■ STATED EXERCISE: Please print, without any changes, the lines of the data below between the line holding "mark the region of the <item>lace" and the line holding "POLYGON ((126 89, 134", inclusive.

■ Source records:
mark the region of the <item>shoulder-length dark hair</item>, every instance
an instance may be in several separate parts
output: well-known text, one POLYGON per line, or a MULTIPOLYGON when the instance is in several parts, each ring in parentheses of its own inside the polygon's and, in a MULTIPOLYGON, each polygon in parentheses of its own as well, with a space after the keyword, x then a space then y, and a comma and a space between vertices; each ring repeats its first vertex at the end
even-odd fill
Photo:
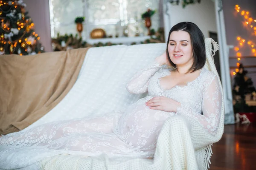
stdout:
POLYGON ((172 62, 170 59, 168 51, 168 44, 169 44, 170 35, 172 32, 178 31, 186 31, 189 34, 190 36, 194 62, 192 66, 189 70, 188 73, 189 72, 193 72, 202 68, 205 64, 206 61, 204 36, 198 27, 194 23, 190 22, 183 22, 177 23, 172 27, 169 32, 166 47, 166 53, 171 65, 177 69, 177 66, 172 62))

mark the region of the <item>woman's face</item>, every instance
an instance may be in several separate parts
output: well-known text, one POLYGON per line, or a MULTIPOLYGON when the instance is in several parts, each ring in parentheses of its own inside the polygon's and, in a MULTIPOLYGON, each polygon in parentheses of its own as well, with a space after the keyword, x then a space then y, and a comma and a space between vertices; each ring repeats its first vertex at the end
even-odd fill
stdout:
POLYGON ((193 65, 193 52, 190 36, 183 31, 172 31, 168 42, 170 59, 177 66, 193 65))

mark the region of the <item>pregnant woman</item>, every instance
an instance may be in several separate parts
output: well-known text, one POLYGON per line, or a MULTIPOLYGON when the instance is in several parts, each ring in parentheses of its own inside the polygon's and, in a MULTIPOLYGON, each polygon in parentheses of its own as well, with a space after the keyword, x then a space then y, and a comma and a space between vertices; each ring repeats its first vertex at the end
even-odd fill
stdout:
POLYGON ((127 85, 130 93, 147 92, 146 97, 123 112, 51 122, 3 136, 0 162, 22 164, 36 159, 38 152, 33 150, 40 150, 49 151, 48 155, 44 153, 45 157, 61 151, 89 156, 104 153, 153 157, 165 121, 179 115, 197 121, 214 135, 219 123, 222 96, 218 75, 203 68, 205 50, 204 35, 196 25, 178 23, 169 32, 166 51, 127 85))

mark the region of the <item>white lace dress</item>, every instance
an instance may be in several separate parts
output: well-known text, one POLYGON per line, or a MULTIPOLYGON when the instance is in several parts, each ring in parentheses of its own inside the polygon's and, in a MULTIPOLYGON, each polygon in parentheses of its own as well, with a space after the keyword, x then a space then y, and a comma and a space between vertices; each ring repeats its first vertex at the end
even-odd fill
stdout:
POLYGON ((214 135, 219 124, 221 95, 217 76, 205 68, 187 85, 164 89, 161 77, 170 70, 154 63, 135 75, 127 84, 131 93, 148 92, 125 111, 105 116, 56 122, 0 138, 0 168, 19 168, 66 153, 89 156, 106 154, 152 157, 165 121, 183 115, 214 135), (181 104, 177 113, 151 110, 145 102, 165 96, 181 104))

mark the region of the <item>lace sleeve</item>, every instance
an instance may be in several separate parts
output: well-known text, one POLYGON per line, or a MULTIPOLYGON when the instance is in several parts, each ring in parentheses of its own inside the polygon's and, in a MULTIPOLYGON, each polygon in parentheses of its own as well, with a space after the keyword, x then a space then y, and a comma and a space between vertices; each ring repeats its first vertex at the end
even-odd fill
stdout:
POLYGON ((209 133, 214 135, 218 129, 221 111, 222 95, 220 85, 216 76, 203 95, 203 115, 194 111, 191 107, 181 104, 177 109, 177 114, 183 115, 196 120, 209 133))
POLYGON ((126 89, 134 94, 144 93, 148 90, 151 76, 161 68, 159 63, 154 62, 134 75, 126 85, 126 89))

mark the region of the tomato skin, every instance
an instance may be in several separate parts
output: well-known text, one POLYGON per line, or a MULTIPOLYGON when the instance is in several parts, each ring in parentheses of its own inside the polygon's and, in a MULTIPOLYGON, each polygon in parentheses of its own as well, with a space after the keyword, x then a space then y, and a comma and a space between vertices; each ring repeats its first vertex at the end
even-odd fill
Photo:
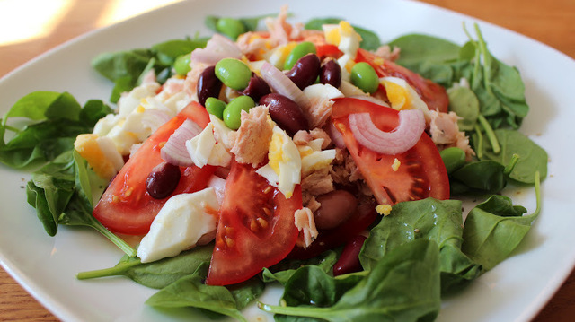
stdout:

■ REPLY:
mark the region of the <item>lace sleeve</item>, every instance
an instance may be in several separate parts
output: well-known text, one POLYGON per line, or a MULTIPOLYGON when the instance is in several parts, each ring in parentheses of its own inside the polygon's and, in a MULTIPOLYGON, each polygon in parentheses of its own as well, with a space after the keyword, x then a space then y, and a comma and a space between vertices; each ring repeats its first vertex at the end
even-odd fill
stdout:
POLYGON ((209 133, 214 135, 218 129, 221 111, 222 95, 220 85, 216 76, 203 95, 203 115, 194 111, 191 107, 181 104, 177 109, 177 114, 183 115, 196 120, 209 133))
POLYGON ((126 89, 134 94, 144 93, 148 90, 151 76, 161 68, 159 63, 154 62, 134 75, 126 85, 126 89))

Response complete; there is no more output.